**SET TASK**
Render the listing below as a Markdown table with the columns "Row" and "Listing line", giving each non-blank line its own numbered row. Leave the pictures out.

**TASK DATA**

··········

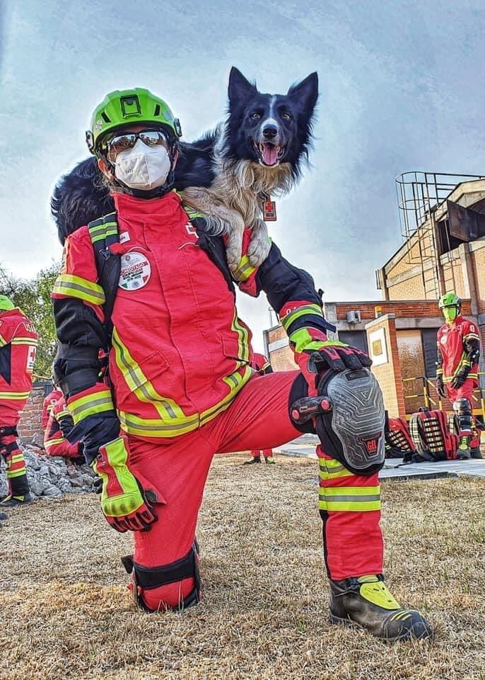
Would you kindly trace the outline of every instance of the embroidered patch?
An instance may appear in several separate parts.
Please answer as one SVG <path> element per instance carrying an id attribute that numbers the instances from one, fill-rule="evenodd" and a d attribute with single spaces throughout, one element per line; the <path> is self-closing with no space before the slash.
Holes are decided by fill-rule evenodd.
<path id="1" fill-rule="evenodd" d="M 121 259 L 121 273 L 118 285 L 124 290 L 138 290 L 148 283 L 151 267 L 141 253 L 127 253 Z"/>
<path id="2" fill-rule="evenodd" d="M 28 352 L 27 353 L 27 373 L 33 373 L 34 371 L 34 364 L 35 363 L 35 353 L 37 348 L 33 345 L 29 345 Z"/>

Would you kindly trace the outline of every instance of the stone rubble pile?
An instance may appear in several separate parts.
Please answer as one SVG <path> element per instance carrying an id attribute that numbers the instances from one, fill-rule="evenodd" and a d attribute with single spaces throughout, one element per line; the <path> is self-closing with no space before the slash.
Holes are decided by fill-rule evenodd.
<path id="1" fill-rule="evenodd" d="M 64 494 L 91 493 L 97 479 L 89 465 L 73 465 L 69 458 L 47 456 L 33 444 L 21 443 L 27 467 L 27 477 L 34 499 L 57 498 Z M 4 463 L 0 474 L 0 497 L 7 493 Z"/>

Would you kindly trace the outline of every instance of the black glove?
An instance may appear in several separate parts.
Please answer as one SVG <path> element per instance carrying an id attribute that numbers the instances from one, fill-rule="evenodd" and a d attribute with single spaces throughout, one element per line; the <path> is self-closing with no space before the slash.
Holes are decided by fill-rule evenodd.
<path id="1" fill-rule="evenodd" d="M 91 417 L 96 419 L 95 424 L 90 429 L 88 429 L 89 419 Z M 119 421 L 116 416 L 107 414 L 103 418 L 99 416 L 90 416 L 85 419 L 73 428 L 67 439 L 71 443 L 82 439 L 83 455 L 86 463 L 90 465 L 98 455 L 101 446 L 104 446 L 108 441 L 117 439 L 119 436 Z"/>
<path id="2" fill-rule="evenodd" d="M 328 343 L 328 344 L 327 344 Z M 317 344 L 317 343 L 312 343 Z M 308 361 L 308 368 L 310 370 L 316 369 L 316 373 L 329 368 L 337 373 L 345 370 L 346 368 L 368 368 L 372 366 L 372 360 L 357 347 L 346 345 L 339 341 L 326 341 L 322 343 L 316 351 L 312 351 Z M 305 348 L 308 352 L 310 347 Z"/>
<path id="3" fill-rule="evenodd" d="M 443 381 L 443 375 L 436 376 L 436 391 L 442 399 L 446 397 L 446 390 L 445 390 L 445 383 Z"/>
<path id="4" fill-rule="evenodd" d="M 453 390 L 457 390 L 458 387 L 461 387 L 468 378 L 468 374 L 469 372 L 469 366 L 463 366 L 462 370 L 457 373 L 453 380 L 451 381 L 451 387 Z"/>

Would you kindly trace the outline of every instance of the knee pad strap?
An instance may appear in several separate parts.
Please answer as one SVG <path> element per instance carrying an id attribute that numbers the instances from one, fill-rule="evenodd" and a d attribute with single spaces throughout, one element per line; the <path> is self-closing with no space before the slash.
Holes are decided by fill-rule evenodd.
<path id="1" fill-rule="evenodd" d="M 201 599 L 199 546 L 197 540 L 185 557 L 163 567 L 141 567 L 134 562 L 133 555 L 122 557 L 122 562 L 127 572 L 132 574 L 136 604 L 144 611 L 152 612 L 155 610 L 149 609 L 144 602 L 141 594 L 142 590 L 152 590 L 170 583 L 177 583 L 184 579 L 194 579 L 195 587 L 187 597 L 184 599 L 181 606 L 174 608 L 174 611 L 187 609 L 187 607 L 197 604 Z"/>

··········

**RESULT**
| Row | Listing line |
|---|---|
| 1 | Would you kindly trace the outline of every instance of the embroidered patch? |
| 2 | An instance may appear in several separate parts. |
| 3 | Please answer as one SVG <path> element per instance carrying an id attribute that numbers the instances from one, fill-rule="evenodd" and a d attribute with single spaces throughout, one element per line; the <path> is self-closing with no space before the slash. |
| 4 | Holes are decided by fill-rule evenodd. |
| 5 | <path id="1" fill-rule="evenodd" d="M 121 259 L 121 273 L 118 285 L 124 290 L 138 290 L 148 283 L 151 267 L 141 253 L 127 253 Z"/> |
| 6 | <path id="2" fill-rule="evenodd" d="M 28 352 L 27 353 L 27 373 L 33 373 L 34 371 L 34 364 L 35 363 L 35 353 L 37 348 L 33 345 L 29 345 Z"/> |
| 7 | Would you kindly trace the outline of every instance of the stone rubble pile? |
| 8 | An instance may appear in several separate parts. |
| 9 | Please answer as one SVG <path> element per instance carrying an id attribute that numbers the instances from one, fill-rule="evenodd" and a d attribute with single spaces throughout, one element per line; the <path> is self-closing with no space before the slash. |
| 10 | Holes are decided by fill-rule evenodd. |
| 11 | <path id="1" fill-rule="evenodd" d="M 64 494 L 91 493 L 97 479 L 89 465 L 73 465 L 69 458 L 47 456 L 33 444 L 21 443 L 27 467 L 27 477 L 34 499 L 57 498 Z M 4 463 L 0 474 L 0 497 L 7 493 Z"/> |
| 12 | Would you kindly trace the outline of every instance of the black glove? |
| 13 | An instance may appear in several separate parts. |
| 14 | Please answer as one SVG <path> element per instance carrying an id attribute that numbers the instances from one, fill-rule="evenodd" and a d attribute with single spaces throughout, one element per line; the <path> is self-closing with no space before the slash. |
| 15 | Holes are decided by fill-rule evenodd. |
| 16 | <path id="1" fill-rule="evenodd" d="M 91 417 L 96 419 L 95 424 L 90 429 L 88 429 L 89 419 Z M 119 421 L 116 416 L 107 414 L 103 418 L 99 416 L 90 416 L 85 419 L 73 428 L 67 439 L 71 443 L 82 439 L 83 455 L 86 463 L 90 465 L 98 455 L 101 446 L 104 446 L 108 441 L 117 439 L 119 436 Z"/> |
| 17 | <path id="2" fill-rule="evenodd" d="M 328 343 L 328 344 L 327 344 Z M 317 344 L 317 343 L 312 343 Z M 308 361 L 308 368 L 310 370 L 316 369 L 316 373 L 329 368 L 337 373 L 345 370 L 346 368 L 368 368 L 372 366 L 372 360 L 357 347 L 346 345 L 339 341 L 326 341 L 322 343 L 316 351 L 312 351 Z M 305 348 L 308 352 L 310 347 Z"/> |
| 18 | <path id="3" fill-rule="evenodd" d="M 443 381 L 443 375 L 436 376 L 436 391 L 442 399 L 446 397 L 446 390 L 445 390 L 445 383 Z"/> |
| 19 | <path id="4" fill-rule="evenodd" d="M 453 390 L 457 390 L 458 387 L 461 387 L 468 378 L 468 374 L 469 372 L 469 366 L 463 366 L 462 370 L 457 373 L 453 380 L 451 381 L 451 387 Z"/> |
| 20 | Would you kindly trace the outline of every instance of the knee pad strap? |
| 21 | An instance may appear in several separate parts. |
| 22 | Please answer as one SVG <path> element per instance carrying an id attribute that numbers the instances from one, fill-rule="evenodd" and a d attribute with single spaces throughout, one element per line; the <path> is self-closing with no space before the slash. |
| 23 | Holes are decided by fill-rule evenodd. |
| 24 | <path id="1" fill-rule="evenodd" d="M 201 599 L 199 546 L 197 540 L 185 557 L 163 567 L 141 567 L 134 562 L 133 555 L 122 557 L 122 562 L 127 572 L 132 574 L 136 604 L 144 611 L 152 612 L 155 610 L 149 609 L 144 602 L 141 594 L 142 590 L 152 590 L 170 583 L 177 583 L 184 579 L 194 579 L 195 587 L 187 597 L 184 599 L 181 606 L 174 608 L 174 611 L 187 609 L 187 607 L 197 604 Z"/> |